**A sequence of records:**
-- Begin --

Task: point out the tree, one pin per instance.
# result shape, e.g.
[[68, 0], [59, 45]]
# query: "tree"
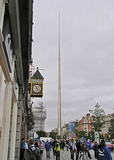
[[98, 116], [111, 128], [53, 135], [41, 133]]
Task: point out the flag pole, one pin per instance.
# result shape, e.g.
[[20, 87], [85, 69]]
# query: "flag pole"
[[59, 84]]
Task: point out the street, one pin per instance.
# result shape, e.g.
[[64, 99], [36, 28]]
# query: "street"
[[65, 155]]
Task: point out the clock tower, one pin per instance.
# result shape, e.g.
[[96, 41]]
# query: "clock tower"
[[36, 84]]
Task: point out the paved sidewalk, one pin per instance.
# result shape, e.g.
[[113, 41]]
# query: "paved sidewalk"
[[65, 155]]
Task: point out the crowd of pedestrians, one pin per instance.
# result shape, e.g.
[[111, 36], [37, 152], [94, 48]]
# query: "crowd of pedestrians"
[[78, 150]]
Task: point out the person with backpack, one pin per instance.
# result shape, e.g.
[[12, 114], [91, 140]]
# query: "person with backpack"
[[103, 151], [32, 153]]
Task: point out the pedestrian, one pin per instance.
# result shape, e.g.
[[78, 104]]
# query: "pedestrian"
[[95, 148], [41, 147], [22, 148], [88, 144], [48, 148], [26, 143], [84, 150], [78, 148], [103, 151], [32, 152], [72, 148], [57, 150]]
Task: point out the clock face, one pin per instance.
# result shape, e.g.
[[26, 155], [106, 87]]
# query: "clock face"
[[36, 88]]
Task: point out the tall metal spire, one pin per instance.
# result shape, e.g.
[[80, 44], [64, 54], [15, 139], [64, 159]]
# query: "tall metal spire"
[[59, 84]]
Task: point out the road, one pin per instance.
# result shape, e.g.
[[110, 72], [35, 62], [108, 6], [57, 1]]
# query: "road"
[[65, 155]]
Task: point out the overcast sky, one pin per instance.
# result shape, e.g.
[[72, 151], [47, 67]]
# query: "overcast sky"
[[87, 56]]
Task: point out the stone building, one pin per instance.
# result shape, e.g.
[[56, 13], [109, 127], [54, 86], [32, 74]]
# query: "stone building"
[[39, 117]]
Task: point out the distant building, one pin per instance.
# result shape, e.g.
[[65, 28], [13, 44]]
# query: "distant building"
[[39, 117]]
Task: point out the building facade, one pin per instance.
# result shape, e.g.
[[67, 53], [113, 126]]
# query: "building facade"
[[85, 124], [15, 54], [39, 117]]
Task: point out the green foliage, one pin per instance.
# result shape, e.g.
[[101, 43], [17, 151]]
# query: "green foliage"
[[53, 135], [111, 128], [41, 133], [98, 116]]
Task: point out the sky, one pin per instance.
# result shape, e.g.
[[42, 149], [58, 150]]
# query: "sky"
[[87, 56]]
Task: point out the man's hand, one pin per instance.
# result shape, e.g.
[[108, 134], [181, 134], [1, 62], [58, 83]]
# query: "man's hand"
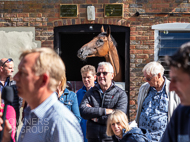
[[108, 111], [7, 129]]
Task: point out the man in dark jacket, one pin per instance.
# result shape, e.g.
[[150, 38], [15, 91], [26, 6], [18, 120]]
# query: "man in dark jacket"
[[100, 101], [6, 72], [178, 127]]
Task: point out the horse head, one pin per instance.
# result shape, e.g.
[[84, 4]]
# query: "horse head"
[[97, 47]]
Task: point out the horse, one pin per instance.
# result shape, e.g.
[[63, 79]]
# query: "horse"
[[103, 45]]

-- End --
-- Begin --

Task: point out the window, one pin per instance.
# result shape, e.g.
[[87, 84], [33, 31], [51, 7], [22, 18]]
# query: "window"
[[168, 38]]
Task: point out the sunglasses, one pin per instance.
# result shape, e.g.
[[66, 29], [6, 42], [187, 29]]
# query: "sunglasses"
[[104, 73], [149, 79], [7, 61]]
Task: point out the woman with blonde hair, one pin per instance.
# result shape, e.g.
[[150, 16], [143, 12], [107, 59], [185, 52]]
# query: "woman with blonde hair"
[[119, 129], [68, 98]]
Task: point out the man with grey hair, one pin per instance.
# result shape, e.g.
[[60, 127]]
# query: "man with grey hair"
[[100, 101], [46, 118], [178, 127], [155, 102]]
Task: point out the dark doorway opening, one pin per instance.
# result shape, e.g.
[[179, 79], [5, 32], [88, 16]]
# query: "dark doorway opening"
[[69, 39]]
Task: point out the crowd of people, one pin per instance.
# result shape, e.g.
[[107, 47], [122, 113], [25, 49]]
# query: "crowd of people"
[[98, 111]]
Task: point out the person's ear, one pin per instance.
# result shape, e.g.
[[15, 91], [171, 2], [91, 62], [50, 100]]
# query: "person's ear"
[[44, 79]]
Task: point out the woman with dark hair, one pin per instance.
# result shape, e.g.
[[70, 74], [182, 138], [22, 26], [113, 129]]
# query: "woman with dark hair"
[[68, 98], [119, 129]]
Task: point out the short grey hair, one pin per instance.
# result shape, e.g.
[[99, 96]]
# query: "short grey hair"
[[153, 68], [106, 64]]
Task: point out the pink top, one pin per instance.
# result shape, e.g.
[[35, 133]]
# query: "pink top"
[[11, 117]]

-- End --

**PROBLEM TO SOLVE:**
Take the part of the material that opens with the line containing "Task: point out the woman with dark" and closes with the line containing "[[11, 117]]". Write those lines out again with "pink" switched to "red" and nothing else changed.

**SOLVED PROBLEM:**
Task: point out the woman with dark hair, one pin per instance.
# result shape, e.g.
[[70, 74], [182, 138], [22, 26], [113, 129]]
# query: "woman with dark hair"
[[68, 98], [119, 129]]
Task: point out the short grey hair, one pin per instance.
# result shape, e.g.
[[99, 96]]
# query: "short grey hair"
[[153, 68], [106, 64]]
Task: point out the red top, one pin per instance.
# result shape, e.g.
[[35, 133]]
# query: "red top"
[[11, 117]]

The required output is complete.